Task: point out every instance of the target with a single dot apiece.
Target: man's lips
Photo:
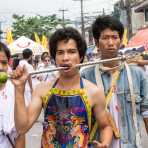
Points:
(66, 66)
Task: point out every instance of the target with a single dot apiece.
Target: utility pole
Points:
(129, 15)
(82, 18)
(63, 15)
(1, 32)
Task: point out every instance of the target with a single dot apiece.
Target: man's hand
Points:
(100, 145)
(19, 76)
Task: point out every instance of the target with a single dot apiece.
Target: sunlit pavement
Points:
(33, 137)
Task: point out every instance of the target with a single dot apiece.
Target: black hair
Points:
(103, 22)
(16, 61)
(27, 53)
(67, 34)
(5, 49)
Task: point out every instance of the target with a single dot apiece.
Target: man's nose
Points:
(110, 41)
(1, 67)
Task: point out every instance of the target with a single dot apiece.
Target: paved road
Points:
(33, 137)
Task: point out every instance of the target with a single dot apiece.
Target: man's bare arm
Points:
(102, 119)
(26, 116)
(101, 114)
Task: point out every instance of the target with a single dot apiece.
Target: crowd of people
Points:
(99, 106)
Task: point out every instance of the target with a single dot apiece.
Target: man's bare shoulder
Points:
(42, 88)
(95, 93)
(94, 89)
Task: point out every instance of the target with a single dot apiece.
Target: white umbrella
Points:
(22, 43)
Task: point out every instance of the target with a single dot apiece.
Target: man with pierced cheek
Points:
(8, 135)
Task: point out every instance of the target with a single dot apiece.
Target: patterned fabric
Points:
(65, 119)
(140, 83)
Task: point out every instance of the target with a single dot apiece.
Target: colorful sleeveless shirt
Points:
(67, 116)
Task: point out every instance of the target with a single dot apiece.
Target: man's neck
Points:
(2, 86)
(69, 82)
(111, 64)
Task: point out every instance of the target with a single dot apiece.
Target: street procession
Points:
(76, 80)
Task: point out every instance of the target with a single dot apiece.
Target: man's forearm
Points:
(20, 110)
(146, 124)
(106, 135)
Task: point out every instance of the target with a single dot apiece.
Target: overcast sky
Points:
(44, 7)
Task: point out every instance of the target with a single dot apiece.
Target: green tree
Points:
(42, 25)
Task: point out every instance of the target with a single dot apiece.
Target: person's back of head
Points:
(65, 34)
(106, 22)
(5, 49)
(44, 54)
(27, 53)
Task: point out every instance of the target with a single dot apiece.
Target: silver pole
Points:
(80, 65)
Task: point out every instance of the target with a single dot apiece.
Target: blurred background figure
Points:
(27, 62)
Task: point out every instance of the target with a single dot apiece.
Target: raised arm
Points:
(102, 117)
(25, 116)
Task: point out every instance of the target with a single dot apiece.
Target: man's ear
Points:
(97, 43)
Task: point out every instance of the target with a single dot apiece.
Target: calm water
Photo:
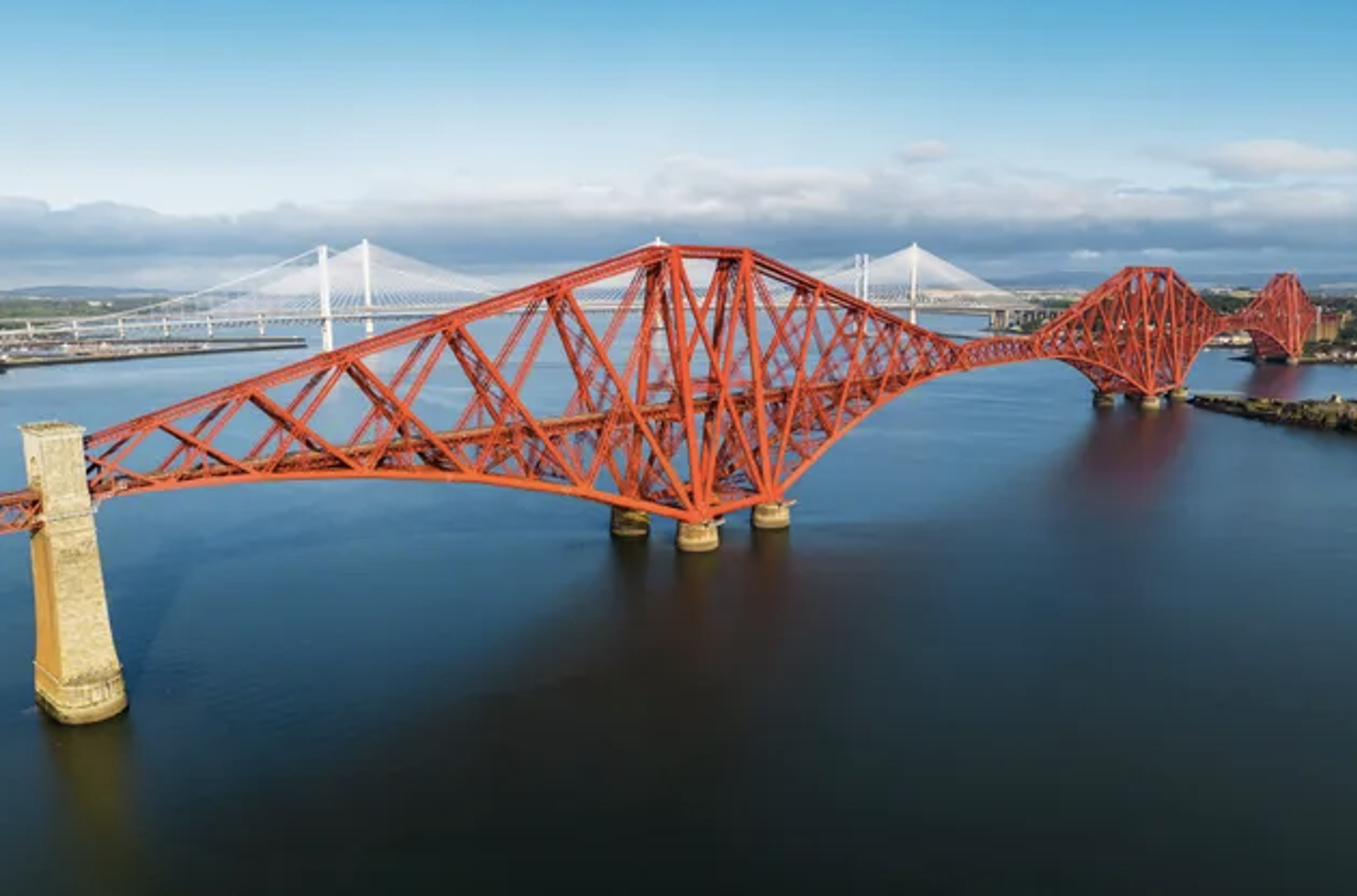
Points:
(1010, 645)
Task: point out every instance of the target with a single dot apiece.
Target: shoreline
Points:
(49, 360)
(1333, 414)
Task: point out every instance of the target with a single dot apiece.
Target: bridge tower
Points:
(365, 256)
(914, 283)
(78, 678)
(327, 322)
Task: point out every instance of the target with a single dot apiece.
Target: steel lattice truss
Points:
(733, 379)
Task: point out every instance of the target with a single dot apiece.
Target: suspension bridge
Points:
(368, 284)
(733, 378)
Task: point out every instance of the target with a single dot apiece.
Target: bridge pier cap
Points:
(78, 678)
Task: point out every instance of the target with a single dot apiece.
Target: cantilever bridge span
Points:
(736, 377)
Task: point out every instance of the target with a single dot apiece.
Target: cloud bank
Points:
(994, 222)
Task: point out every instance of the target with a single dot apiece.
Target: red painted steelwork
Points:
(721, 398)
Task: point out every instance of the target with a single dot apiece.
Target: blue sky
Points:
(166, 138)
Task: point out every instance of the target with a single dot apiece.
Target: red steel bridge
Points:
(737, 374)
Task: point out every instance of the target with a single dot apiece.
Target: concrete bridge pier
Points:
(698, 538)
(628, 523)
(76, 672)
(771, 517)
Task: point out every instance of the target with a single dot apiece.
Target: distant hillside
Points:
(83, 293)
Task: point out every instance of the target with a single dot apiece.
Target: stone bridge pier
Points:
(76, 672)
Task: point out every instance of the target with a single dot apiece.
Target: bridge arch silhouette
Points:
(718, 380)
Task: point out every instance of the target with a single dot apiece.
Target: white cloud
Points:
(1004, 219)
(924, 151)
(1262, 159)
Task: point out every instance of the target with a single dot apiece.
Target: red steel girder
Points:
(719, 379)
(725, 394)
(1280, 319)
(19, 511)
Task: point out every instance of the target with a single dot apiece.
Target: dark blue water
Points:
(1010, 645)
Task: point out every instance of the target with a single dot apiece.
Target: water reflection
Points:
(97, 782)
(1274, 380)
(1129, 451)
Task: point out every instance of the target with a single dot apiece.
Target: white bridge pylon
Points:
(368, 283)
(365, 283)
(914, 277)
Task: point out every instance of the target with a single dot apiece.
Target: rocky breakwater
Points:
(1332, 413)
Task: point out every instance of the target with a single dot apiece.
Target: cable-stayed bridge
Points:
(371, 284)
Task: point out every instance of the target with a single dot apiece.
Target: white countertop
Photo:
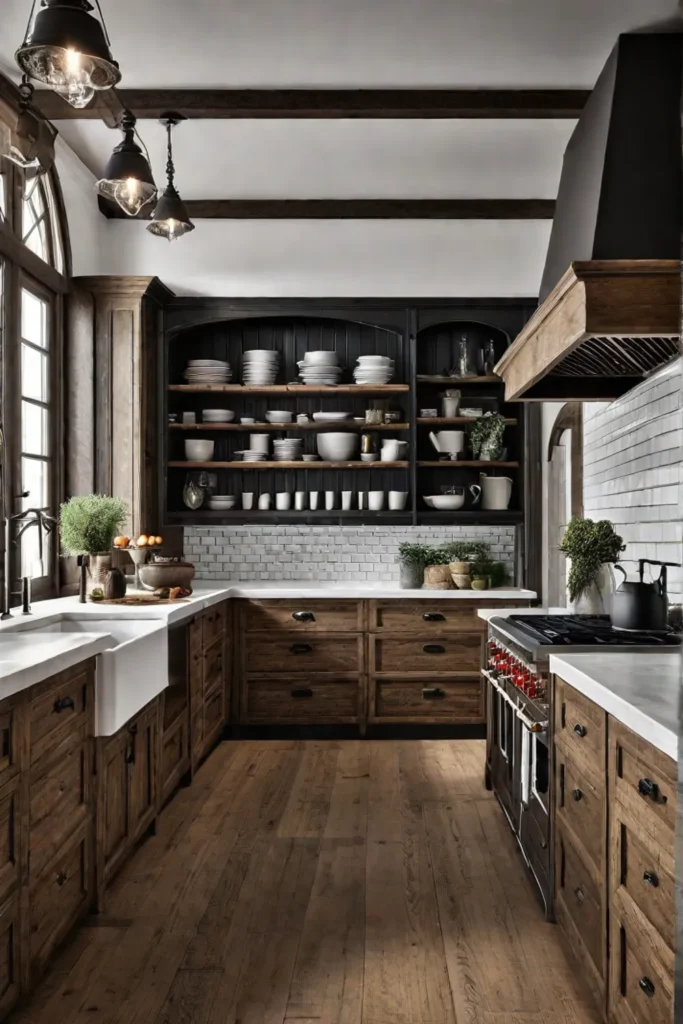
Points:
(26, 660)
(641, 690)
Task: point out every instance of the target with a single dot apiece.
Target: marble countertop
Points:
(640, 690)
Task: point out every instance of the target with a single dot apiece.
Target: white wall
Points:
(337, 258)
(632, 470)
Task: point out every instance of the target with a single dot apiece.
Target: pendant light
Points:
(170, 219)
(32, 139)
(127, 178)
(69, 50)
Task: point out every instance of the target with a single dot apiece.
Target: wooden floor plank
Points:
(346, 882)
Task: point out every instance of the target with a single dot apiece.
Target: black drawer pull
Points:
(62, 704)
(648, 788)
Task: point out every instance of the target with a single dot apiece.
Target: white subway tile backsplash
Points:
(326, 553)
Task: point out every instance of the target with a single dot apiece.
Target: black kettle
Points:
(642, 606)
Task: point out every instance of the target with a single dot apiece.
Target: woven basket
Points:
(437, 578)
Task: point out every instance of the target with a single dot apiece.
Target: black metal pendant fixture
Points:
(170, 219)
(32, 138)
(68, 49)
(127, 178)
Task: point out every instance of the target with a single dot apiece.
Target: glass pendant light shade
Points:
(67, 49)
(127, 178)
(170, 219)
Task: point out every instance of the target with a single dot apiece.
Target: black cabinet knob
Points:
(62, 704)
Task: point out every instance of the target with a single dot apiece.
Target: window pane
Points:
(34, 374)
(34, 429)
(34, 479)
(34, 318)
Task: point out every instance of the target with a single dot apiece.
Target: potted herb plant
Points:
(88, 524)
(485, 435)
(592, 548)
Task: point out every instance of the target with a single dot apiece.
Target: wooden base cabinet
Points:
(614, 814)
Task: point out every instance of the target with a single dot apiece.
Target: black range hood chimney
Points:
(621, 195)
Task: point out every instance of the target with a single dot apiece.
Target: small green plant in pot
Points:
(486, 436)
(88, 524)
(593, 547)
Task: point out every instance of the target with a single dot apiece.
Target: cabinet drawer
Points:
(302, 700)
(286, 652)
(57, 899)
(426, 616)
(303, 614)
(581, 726)
(213, 623)
(65, 707)
(433, 654)
(580, 906)
(638, 873)
(59, 802)
(641, 989)
(643, 779)
(581, 807)
(407, 699)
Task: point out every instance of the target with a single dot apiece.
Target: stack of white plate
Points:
(208, 372)
(374, 370)
(288, 450)
(249, 455)
(217, 416)
(319, 369)
(222, 503)
(259, 368)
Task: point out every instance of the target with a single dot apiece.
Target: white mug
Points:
(397, 500)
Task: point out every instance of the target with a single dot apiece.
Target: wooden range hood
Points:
(605, 327)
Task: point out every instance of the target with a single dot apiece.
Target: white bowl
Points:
(445, 503)
(198, 451)
(337, 446)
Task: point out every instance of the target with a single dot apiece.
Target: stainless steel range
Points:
(519, 735)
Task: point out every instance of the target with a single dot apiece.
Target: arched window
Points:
(33, 282)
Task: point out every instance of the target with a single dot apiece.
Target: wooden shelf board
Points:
(439, 379)
(441, 421)
(293, 389)
(294, 465)
(473, 464)
(250, 427)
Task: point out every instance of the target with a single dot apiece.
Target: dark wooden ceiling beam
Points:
(324, 103)
(361, 209)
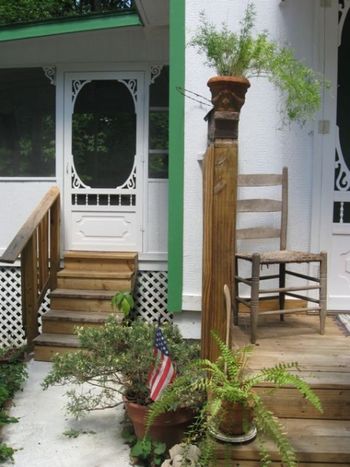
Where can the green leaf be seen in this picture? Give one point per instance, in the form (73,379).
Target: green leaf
(159,448)
(142,448)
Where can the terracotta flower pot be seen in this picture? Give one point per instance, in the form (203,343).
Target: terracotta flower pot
(228,92)
(235,419)
(169,428)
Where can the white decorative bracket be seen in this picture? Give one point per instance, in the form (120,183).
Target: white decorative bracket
(155,72)
(50,73)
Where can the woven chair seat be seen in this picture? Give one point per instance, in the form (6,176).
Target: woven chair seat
(282,256)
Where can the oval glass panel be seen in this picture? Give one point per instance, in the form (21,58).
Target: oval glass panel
(104,134)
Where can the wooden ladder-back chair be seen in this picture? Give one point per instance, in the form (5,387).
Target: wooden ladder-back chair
(281,257)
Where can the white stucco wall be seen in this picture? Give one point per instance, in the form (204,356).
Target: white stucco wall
(107,50)
(263,145)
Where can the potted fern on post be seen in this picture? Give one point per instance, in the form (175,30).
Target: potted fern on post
(235,411)
(240,56)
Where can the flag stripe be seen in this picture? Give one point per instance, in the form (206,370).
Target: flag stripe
(163,372)
(165,376)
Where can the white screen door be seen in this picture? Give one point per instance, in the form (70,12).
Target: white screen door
(103,161)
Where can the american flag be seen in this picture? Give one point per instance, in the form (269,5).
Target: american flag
(163,372)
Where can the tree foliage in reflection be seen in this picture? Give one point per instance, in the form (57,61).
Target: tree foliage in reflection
(20,11)
(103,146)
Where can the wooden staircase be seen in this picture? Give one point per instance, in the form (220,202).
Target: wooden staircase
(83,296)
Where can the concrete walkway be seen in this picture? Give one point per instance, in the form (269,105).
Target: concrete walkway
(38,436)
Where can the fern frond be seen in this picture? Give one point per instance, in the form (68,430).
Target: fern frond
(269,425)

---*---

Goal of the exercise>
Go through the entries and filter for lines holding the word "bridge"; copy each match.

Solution to this task>
Target: bridge tower
Target: suspension bridge
Target: bridge pier cap
Target: cantilever bridge span
Target: red steel bridge
Target: concrete bridge pier
Target: stone bridge pier
Target: bridge arch silhouette
Target: white bridge pylon
Target: cable-stayed bridge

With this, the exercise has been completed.